- What you have to do
Return only this: the line with "the ceiling beam" and all the lines that follow it below, through the final one, exactly as they are.

- Material shown
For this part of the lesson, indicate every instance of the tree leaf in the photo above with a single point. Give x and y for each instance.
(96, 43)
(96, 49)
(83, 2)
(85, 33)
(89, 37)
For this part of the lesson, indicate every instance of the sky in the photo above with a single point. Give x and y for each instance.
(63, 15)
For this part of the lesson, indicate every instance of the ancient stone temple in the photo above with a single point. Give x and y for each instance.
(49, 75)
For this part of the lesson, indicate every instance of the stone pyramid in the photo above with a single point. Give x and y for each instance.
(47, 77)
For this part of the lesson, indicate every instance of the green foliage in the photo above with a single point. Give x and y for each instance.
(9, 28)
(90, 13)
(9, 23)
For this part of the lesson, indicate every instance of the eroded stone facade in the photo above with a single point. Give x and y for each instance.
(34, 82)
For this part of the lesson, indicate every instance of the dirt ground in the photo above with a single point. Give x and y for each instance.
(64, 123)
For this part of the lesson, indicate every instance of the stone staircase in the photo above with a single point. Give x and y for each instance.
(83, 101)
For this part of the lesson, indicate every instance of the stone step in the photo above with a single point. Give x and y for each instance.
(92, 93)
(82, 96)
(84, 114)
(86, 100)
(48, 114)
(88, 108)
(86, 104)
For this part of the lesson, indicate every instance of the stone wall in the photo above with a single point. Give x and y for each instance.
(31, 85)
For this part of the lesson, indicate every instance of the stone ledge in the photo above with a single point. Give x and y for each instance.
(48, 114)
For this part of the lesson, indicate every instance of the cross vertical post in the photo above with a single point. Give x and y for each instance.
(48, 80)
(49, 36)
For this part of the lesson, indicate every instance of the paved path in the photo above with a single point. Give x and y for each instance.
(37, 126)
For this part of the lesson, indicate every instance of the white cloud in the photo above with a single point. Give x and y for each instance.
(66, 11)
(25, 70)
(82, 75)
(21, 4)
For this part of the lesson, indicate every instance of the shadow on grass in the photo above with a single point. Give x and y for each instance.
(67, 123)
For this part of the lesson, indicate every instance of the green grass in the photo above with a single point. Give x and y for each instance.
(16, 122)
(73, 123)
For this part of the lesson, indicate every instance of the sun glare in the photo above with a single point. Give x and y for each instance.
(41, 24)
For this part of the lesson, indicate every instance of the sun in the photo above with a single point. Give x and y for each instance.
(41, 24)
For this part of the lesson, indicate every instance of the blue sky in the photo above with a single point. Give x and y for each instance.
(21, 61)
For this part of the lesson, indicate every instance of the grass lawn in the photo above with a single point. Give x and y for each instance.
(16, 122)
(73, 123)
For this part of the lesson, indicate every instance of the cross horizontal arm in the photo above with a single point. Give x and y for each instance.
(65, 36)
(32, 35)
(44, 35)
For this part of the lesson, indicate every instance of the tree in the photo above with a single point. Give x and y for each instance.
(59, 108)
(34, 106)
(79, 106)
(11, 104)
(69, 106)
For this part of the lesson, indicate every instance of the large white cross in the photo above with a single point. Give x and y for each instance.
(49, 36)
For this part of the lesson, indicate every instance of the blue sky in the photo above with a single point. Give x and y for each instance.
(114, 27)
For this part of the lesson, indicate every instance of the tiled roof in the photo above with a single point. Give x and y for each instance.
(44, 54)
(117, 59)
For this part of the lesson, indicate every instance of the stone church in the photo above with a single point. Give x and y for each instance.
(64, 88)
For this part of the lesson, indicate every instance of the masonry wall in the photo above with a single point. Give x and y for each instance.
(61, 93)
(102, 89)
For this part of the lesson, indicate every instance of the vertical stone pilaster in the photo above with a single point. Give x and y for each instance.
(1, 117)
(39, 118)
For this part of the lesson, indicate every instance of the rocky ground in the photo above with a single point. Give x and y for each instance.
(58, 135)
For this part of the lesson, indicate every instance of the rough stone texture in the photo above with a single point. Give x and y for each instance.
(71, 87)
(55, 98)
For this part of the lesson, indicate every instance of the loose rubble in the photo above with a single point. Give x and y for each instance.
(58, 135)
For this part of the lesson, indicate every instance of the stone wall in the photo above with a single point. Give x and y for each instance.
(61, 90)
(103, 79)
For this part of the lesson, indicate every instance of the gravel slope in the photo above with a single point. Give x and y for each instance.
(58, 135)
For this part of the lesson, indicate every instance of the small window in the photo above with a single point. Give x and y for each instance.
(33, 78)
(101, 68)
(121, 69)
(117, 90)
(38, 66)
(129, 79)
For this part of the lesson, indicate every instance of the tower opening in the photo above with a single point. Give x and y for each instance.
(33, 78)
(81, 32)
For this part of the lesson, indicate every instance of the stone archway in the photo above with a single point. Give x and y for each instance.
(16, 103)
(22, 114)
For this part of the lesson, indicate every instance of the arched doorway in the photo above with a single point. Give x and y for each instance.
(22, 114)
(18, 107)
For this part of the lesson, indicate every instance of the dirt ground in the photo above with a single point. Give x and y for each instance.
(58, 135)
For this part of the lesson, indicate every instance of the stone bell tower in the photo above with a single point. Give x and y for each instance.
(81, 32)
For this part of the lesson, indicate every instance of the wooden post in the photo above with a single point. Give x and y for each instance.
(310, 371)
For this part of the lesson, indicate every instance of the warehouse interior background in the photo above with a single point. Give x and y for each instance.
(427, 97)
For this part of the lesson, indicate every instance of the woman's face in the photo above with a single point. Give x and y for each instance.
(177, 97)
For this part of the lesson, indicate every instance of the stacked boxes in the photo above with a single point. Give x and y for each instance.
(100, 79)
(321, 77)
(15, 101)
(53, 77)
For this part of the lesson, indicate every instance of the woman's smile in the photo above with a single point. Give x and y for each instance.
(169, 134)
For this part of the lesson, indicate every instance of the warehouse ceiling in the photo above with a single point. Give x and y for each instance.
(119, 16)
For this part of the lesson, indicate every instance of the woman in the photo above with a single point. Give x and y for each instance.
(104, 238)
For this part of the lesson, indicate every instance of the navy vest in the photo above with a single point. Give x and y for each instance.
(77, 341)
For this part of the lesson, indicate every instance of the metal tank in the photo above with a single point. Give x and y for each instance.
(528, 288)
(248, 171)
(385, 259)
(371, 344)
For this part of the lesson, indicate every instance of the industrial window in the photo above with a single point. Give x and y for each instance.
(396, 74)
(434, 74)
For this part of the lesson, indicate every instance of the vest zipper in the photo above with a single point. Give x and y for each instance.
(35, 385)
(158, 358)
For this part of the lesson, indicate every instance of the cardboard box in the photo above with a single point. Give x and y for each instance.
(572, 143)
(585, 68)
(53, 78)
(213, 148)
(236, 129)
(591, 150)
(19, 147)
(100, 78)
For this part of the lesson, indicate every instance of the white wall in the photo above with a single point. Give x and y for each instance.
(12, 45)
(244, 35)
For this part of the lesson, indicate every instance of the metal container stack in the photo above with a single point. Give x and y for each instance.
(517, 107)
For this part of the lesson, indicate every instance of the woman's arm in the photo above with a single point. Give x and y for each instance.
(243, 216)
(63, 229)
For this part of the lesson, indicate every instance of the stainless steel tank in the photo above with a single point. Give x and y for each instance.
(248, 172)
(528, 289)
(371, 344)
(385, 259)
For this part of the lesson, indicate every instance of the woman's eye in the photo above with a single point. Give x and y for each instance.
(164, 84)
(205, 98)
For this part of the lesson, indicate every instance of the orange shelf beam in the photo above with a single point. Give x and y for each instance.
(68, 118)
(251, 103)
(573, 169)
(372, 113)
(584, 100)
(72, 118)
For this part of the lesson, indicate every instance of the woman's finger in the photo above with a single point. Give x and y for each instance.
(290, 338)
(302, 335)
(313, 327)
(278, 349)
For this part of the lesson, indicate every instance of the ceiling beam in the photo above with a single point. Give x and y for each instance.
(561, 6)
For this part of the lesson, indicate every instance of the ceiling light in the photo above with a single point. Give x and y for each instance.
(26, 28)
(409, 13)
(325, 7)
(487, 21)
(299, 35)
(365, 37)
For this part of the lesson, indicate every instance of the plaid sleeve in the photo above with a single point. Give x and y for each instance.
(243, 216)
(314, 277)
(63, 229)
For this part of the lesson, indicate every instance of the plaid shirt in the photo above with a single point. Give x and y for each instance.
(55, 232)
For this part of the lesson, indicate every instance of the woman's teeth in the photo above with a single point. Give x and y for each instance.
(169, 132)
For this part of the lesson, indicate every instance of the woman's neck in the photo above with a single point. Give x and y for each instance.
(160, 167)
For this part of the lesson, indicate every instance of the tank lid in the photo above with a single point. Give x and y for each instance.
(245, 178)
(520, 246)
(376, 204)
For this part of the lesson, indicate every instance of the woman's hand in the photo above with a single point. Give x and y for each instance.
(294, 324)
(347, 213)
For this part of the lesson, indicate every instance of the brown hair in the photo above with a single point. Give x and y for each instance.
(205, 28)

- Answer to this exercise
For this part of the lesson, indicate every instance of the ceiling beam in the photo above with a single point. Give x and y for each instance.
(561, 6)
For this part of the lesson, indicate every instance of the ceiling light in the photo above with a single point. Give x and y for each instance.
(26, 28)
(409, 13)
(325, 7)
(487, 21)
(299, 35)
(365, 37)
For this part of the lesson, indicate every instance of the plaid sleeve in the photo above with a single point. Give x and y for each instance.
(243, 216)
(314, 277)
(63, 229)
For this part of the lesson, indicate every instance of the plaid shirt in the photo above with a single point. Give x and y for each instance.
(55, 232)
For this part of the lesson, indicate every instance of the woman's teeth in the photo above with a single point. Give x and y for each instance.
(169, 132)
For this part of the lesson, indicate every instance of the woman's neck in the photo above with a single point. Give x and y for each instance.
(160, 167)
For this part of the lesson, indicate every instance of the tank lid in the photo above with a single point. Give x and y for each instance.
(245, 178)
(520, 246)
(376, 204)
For this part of the lesson, indicate every instance of the woman's hand in the photo above with a single point. Give x and y for each instance.
(294, 324)
(347, 213)
For this part of the lesson, indicate every instance of the brown hair in the photo above with a single point. Give x and y for each instance.
(205, 28)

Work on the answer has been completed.